→ **Document text**:
————
Question

A disc of circumference 's' is at a point A on a horizontal surface when a constant horizontal force begins to act on its centre. Between A and B there is sufficient friction to prevent slipping and the surface is smooth to the right of B. Given that AB = s. The disc moves from A to B in time $T$. To the right of B,

• A. the angular acceleration of the disc will disappear, linear aceleration will remain unchanged
• B. linear acceleration of the disc will increase
• C. the disc will make one rotation in time $\frac{T}{2}$
• D. the disc will cover a distance greater than s in a further time $T$

Answer 1

Answer: (B), (C), (D)

The correct options are
B linear acceleration of the disc will increase
C the disc will make one rotation in time $\frac{T}{2}$
D the disc will cover a distance greater than s in a further time $T$

Between A and B, friction force will act backwards because the contact point tends to slide in forward direction due to force F and also after B there is no friction and disc will do only translational motion.
$m{a}_1=F-f$ and $m{a}_2=F$
$\Rightarrow a_1=\frac{F-f}{m}$ and $a_2=\frac{F}{m}$
Thus $a_2>a_1$ i.e linear acceleration will increase.
————
→ **Material shown**:
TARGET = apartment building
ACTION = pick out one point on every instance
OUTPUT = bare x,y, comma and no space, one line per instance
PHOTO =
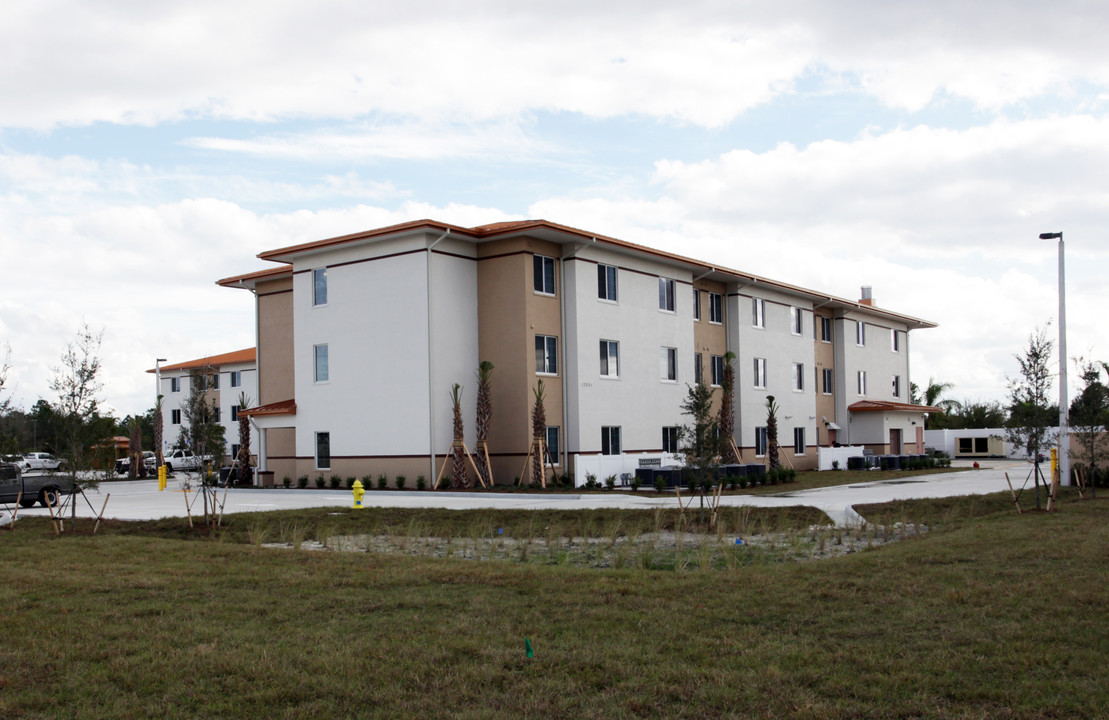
360,338
230,377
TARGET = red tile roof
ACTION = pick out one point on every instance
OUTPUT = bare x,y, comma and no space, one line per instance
238,356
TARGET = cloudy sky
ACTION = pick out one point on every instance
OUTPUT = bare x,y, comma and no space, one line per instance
149,149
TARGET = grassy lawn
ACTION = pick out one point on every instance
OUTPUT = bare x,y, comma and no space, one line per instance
987,615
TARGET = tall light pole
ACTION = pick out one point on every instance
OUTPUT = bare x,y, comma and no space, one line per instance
1064,431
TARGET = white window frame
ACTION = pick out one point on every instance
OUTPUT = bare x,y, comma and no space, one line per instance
715,308
608,283
716,369
539,265
610,358
319,353
760,367
610,439
327,438
319,287
667,301
671,438
668,364
546,354
762,440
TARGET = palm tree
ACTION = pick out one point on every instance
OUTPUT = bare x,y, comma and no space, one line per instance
772,456
726,417
457,464
484,415
244,439
538,431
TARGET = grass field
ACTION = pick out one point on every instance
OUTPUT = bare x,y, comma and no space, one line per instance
987,615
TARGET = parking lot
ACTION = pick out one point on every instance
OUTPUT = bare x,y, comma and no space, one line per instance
141,499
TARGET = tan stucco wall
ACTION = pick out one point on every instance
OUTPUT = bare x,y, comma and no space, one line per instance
275,341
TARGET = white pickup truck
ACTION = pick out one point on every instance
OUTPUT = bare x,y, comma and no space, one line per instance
185,460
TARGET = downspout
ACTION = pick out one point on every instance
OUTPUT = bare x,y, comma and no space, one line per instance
565,450
430,362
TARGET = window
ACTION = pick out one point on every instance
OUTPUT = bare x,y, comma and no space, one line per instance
610,358
607,282
552,446
715,307
319,286
323,450
668,363
761,372
321,363
546,354
610,440
667,294
670,436
718,368
545,274
759,312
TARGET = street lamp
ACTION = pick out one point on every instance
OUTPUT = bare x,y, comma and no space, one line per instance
1064,431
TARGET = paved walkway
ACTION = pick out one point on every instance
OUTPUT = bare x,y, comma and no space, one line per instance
141,499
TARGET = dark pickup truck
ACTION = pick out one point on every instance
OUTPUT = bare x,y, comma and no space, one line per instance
44,488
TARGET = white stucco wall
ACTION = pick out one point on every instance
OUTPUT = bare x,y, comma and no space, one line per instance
639,402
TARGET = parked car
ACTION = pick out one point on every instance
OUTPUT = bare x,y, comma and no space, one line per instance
46,489
42,462
123,464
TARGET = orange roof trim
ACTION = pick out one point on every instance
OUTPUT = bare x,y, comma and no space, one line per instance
284,407
879,406
248,355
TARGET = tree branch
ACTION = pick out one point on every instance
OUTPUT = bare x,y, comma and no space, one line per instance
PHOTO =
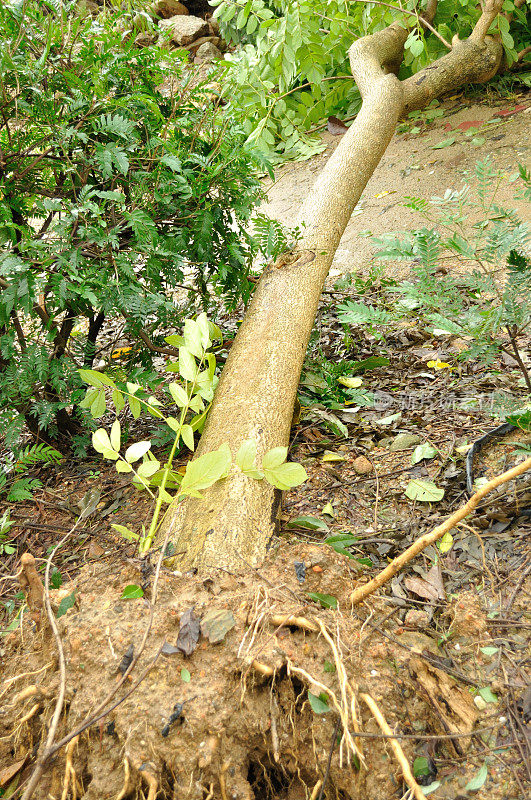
362,592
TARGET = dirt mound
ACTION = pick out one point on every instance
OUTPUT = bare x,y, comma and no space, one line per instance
269,703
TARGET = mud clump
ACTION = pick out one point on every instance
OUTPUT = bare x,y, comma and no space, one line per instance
250,689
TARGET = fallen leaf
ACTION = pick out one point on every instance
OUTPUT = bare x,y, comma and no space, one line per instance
464,126
506,112
328,455
309,523
423,491
421,588
216,624
189,631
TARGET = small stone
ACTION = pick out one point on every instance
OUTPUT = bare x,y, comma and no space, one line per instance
208,52
362,465
403,441
416,618
166,9
184,30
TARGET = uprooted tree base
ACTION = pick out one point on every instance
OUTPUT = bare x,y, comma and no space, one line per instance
247,729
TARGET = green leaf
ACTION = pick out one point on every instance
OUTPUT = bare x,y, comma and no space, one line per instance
127,533
65,604
326,600
135,407
148,468
179,394
478,781
246,456
423,491
97,379
132,592
206,470
286,475
274,458
118,400
115,435
319,703
308,523
423,451
136,451
101,442
487,694
99,405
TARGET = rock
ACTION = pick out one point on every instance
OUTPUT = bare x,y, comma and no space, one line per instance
207,52
184,30
145,39
194,47
403,441
166,9
362,465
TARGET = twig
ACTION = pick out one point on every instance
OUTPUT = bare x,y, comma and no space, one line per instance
41,762
421,20
395,745
330,754
517,588
417,547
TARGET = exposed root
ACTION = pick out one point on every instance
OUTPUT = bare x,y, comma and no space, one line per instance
70,779
10,681
297,622
223,780
395,745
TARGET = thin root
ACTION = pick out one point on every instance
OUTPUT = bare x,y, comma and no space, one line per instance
222,780
395,745
281,620
70,773
127,778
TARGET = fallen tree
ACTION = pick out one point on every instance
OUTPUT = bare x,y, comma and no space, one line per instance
233,524
248,725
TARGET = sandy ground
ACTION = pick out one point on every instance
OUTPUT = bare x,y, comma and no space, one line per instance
412,167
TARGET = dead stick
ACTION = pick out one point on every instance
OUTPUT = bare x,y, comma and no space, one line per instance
417,547
397,750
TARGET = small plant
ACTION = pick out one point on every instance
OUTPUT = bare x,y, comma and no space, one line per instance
192,396
488,305
5,526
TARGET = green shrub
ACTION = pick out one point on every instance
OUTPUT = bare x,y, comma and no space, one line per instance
112,193
487,303
292,69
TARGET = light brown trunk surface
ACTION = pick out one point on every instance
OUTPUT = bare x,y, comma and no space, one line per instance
233,523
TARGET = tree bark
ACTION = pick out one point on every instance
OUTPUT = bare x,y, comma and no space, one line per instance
234,522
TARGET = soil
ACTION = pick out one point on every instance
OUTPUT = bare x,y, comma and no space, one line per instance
411,167
242,703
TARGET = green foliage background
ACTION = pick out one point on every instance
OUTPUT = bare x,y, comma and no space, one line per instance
292,70
111,192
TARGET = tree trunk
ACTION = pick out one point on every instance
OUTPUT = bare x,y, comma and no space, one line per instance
233,523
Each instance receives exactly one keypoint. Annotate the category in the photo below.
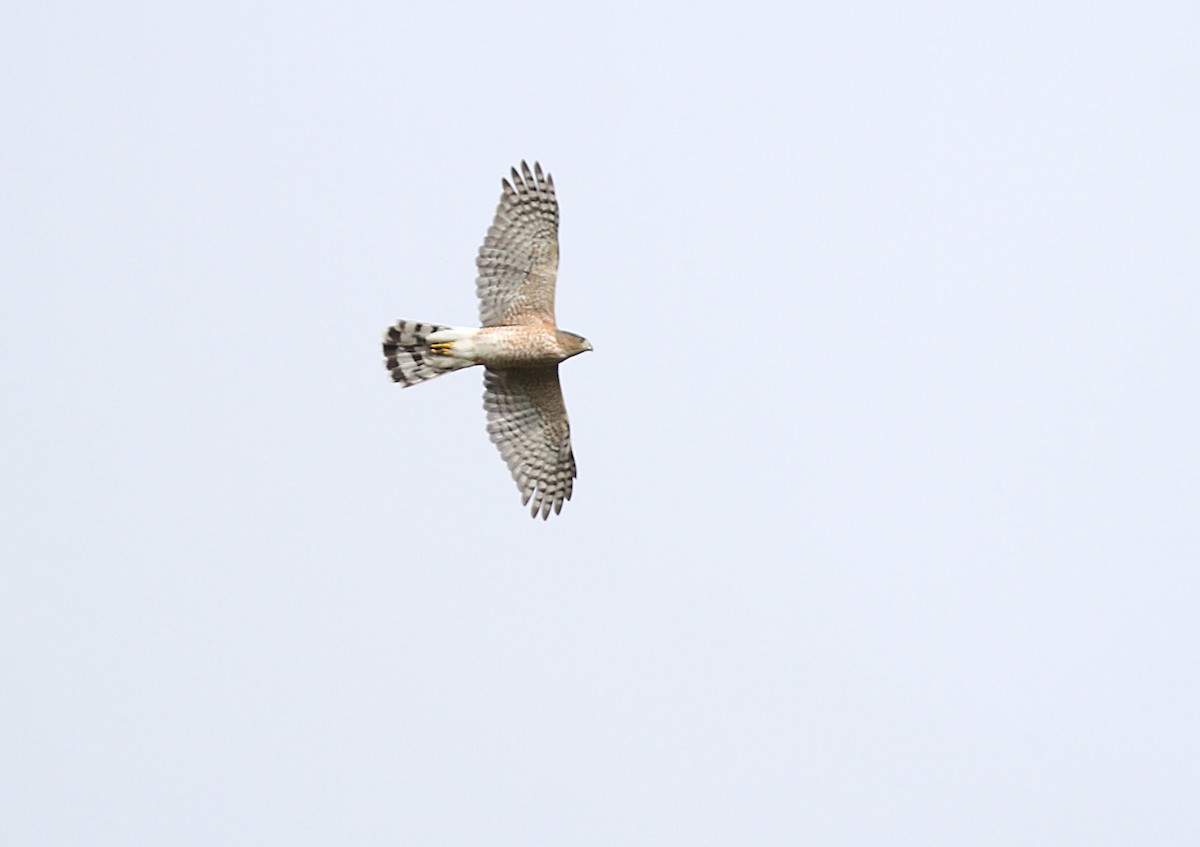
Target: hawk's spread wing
(519, 258)
(527, 421)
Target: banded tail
(418, 352)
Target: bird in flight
(519, 344)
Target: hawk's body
(519, 342)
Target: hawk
(519, 344)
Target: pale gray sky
(886, 529)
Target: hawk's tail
(418, 352)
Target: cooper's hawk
(519, 344)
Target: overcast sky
(887, 527)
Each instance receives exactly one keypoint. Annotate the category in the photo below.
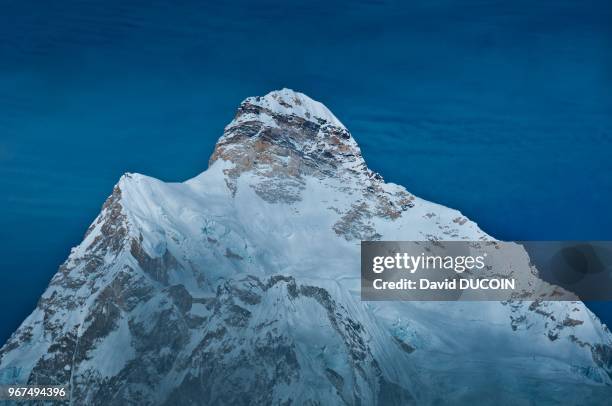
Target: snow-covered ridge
(290, 102)
(241, 286)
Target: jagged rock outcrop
(241, 286)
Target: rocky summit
(241, 286)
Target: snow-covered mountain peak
(241, 286)
(285, 136)
(289, 102)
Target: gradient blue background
(501, 109)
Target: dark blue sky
(501, 109)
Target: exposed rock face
(241, 286)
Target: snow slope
(241, 286)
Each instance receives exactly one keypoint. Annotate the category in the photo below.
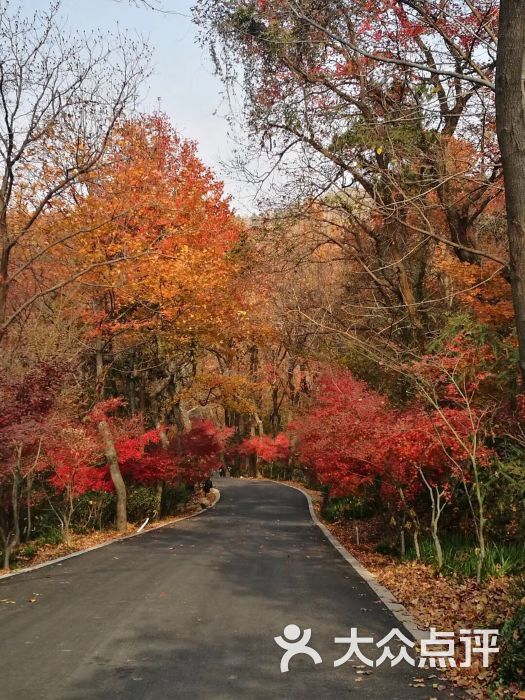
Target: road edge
(80, 552)
(387, 598)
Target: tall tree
(510, 107)
(60, 99)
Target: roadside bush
(350, 507)
(175, 498)
(142, 503)
(512, 647)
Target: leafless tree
(61, 97)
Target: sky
(182, 77)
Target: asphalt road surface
(191, 611)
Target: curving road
(190, 611)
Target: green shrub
(512, 649)
(174, 498)
(460, 557)
(51, 536)
(142, 503)
(350, 507)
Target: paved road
(191, 611)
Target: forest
(363, 333)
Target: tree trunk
(116, 475)
(416, 544)
(437, 542)
(510, 119)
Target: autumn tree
(60, 99)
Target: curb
(28, 569)
(396, 608)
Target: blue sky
(183, 75)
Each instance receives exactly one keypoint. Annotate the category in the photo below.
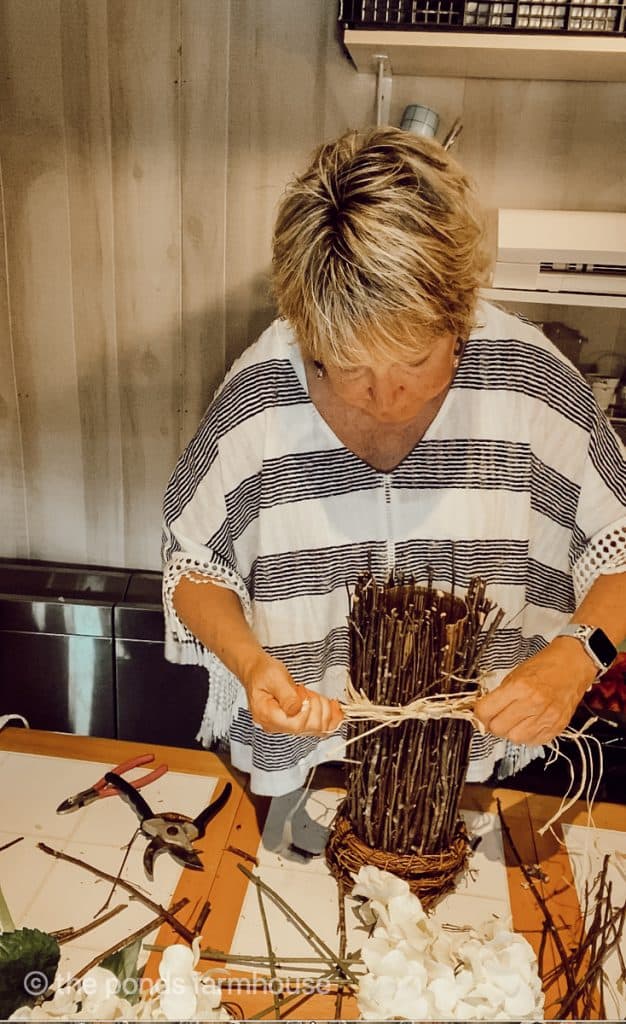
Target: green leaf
(6, 922)
(124, 966)
(28, 964)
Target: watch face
(601, 647)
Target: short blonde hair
(378, 249)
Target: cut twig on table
(7, 846)
(136, 893)
(598, 935)
(129, 939)
(316, 941)
(69, 934)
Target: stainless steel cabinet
(157, 701)
(82, 651)
(56, 646)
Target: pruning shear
(169, 830)
(103, 788)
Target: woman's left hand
(537, 699)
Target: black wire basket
(564, 16)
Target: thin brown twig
(129, 939)
(158, 909)
(316, 941)
(243, 854)
(11, 843)
(270, 953)
(202, 916)
(342, 943)
(69, 934)
(539, 898)
(119, 875)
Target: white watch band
(581, 632)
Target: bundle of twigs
(404, 782)
(580, 958)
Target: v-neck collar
(297, 363)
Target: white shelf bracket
(383, 88)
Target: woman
(389, 420)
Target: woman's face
(398, 392)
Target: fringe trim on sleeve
(604, 554)
(182, 647)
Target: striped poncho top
(519, 479)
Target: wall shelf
(553, 298)
(490, 54)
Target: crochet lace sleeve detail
(182, 647)
(199, 571)
(606, 553)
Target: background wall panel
(87, 114)
(144, 146)
(39, 271)
(204, 139)
(144, 73)
(13, 532)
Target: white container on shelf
(603, 389)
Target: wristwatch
(599, 648)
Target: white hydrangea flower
(416, 971)
(182, 993)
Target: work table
(38, 769)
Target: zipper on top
(386, 477)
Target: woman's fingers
(280, 705)
(536, 700)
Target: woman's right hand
(278, 704)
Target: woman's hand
(280, 705)
(537, 699)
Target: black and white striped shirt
(516, 479)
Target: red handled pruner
(103, 788)
(169, 832)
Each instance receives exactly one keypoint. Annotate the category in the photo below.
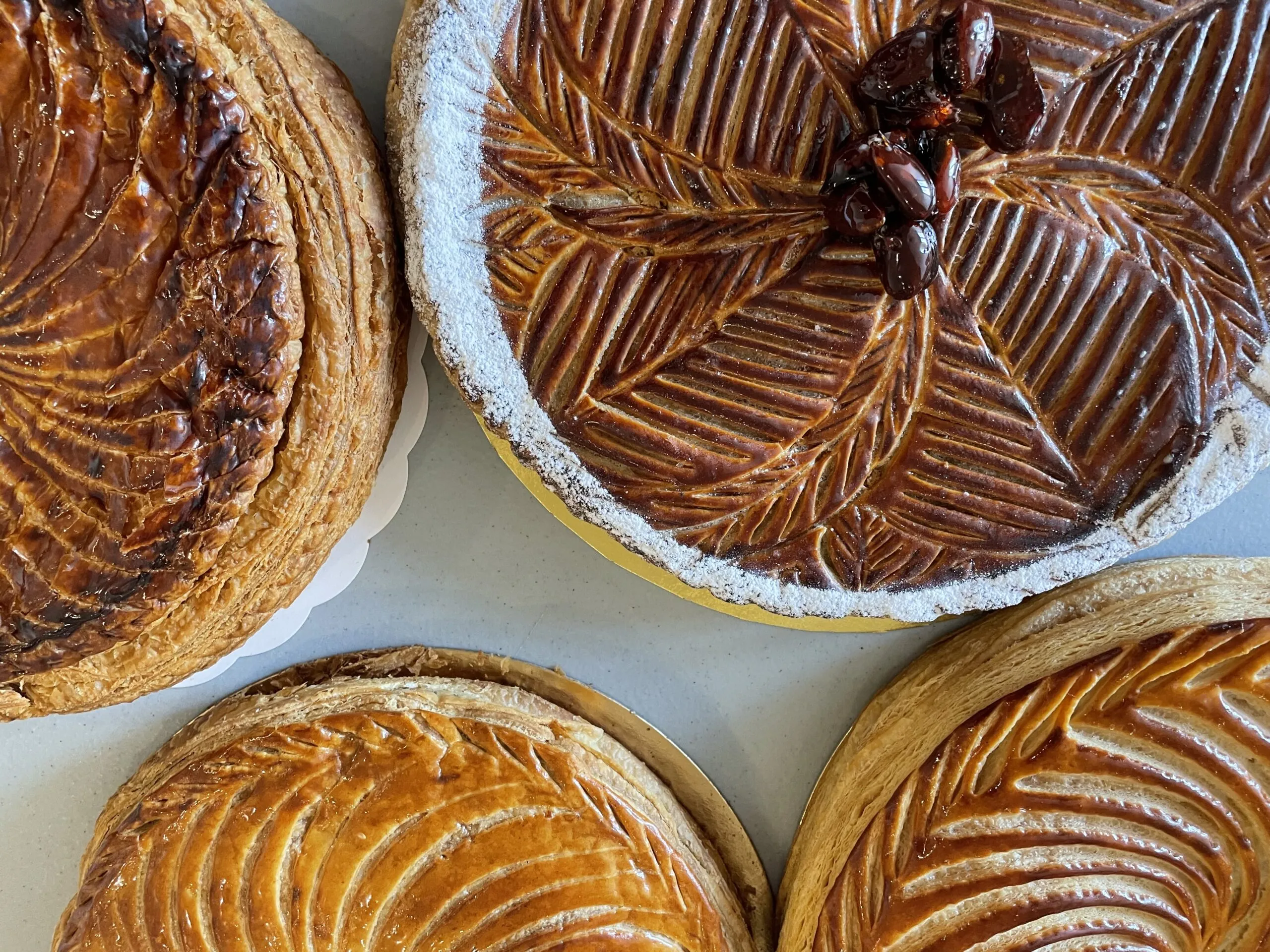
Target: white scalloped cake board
(440, 191)
(347, 558)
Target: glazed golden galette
(382, 810)
(850, 307)
(200, 336)
(1109, 794)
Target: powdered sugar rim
(443, 75)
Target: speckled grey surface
(474, 561)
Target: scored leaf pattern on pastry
(1123, 804)
(389, 831)
(150, 323)
(734, 373)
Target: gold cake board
(616, 552)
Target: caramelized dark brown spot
(854, 212)
(1016, 103)
(948, 175)
(905, 179)
(148, 323)
(965, 45)
(908, 258)
(899, 69)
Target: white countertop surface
(474, 561)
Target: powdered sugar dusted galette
(847, 307)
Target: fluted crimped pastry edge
(348, 390)
(974, 668)
(656, 767)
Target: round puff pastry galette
(631, 229)
(1085, 774)
(201, 337)
(353, 805)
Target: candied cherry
(908, 258)
(905, 178)
(1015, 101)
(854, 212)
(899, 65)
(965, 46)
(947, 168)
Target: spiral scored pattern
(404, 829)
(1123, 804)
(150, 321)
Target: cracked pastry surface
(672, 337)
(1121, 803)
(388, 814)
(175, 390)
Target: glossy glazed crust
(992, 662)
(507, 758)
(348, 381)
(627, 273)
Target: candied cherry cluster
(924, 92)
————
→ **Tasks to perform**:
• 1. In the rolling disc problem, translate into Spanish the sentence "Between A and B there is sufficient friction to prevent slipping and the surface is smooth to the right of B."
• 2. Pick up the rolling disc problem after its last line and keep writing it.

→ **Solved problems**:
• 1. Entre A y B hay suficiente fricción para impedir el deslizamiento y la superficie es lisa a la derecha de B.

• 2.
Now for one rotation between A and B, $2\pi =0+\frac{1}{2}\alpha T^2$
$\Rightarrow 2\pi =\frac{1}{2}\alpha T^2$ ........(1)
Also $w=0+\alpha T\Rightarrow w=\alpha T$
For one rotation after B $2\pi =wt$
$2\pi =\left(\alpha T\right)t\Rightarrow t=\frac{2\pi }{\alpha T}$
For one rotation after B $2\pi =wt$
$2\pi =\left(\alpha T\right)t\Rightarrow t=\frac{2\pi }{\alpha T}$
$t=\frac{2\pi }{\frac{4\pi }{T}}=\frac{T}{2}$ (from 1)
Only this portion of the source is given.